→ **Task brief**: Pull out every line of the data that contains the word "instance", and copy each of those lines in full.

>> START

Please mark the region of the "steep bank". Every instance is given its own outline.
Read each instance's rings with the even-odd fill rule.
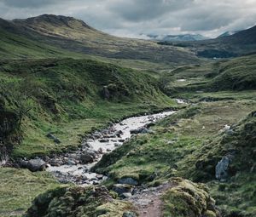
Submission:
[[[2,111],[19,114],[20,123],[15,157],[61,152],[92,127],[172,105],[147,72],[98,61],[5,60],[0,72]]]
[[[255,101],[215,101],[177,111],[154,127],[154,134],[134,137],[106,155],[95,170],[112,178],[105,183],[110,188],[125,178],[143,186],[157,186],[173,176],[205,182],[224,216],[254,216],[255,112],[241,121],[254,108]],[[226,170],[216,170],[218,163],[218,168],[224,168],[226,157]],[[167,209],[177,206],[169,198],[179,198],[184,210],[182,204],[190,197],[182,191],[166,196]]]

>> END

→ **Correct answer**:
Please mark the region of the "steep bank". Every instance is given its own outline.
Read each instance's rings with the even-odd fill rule.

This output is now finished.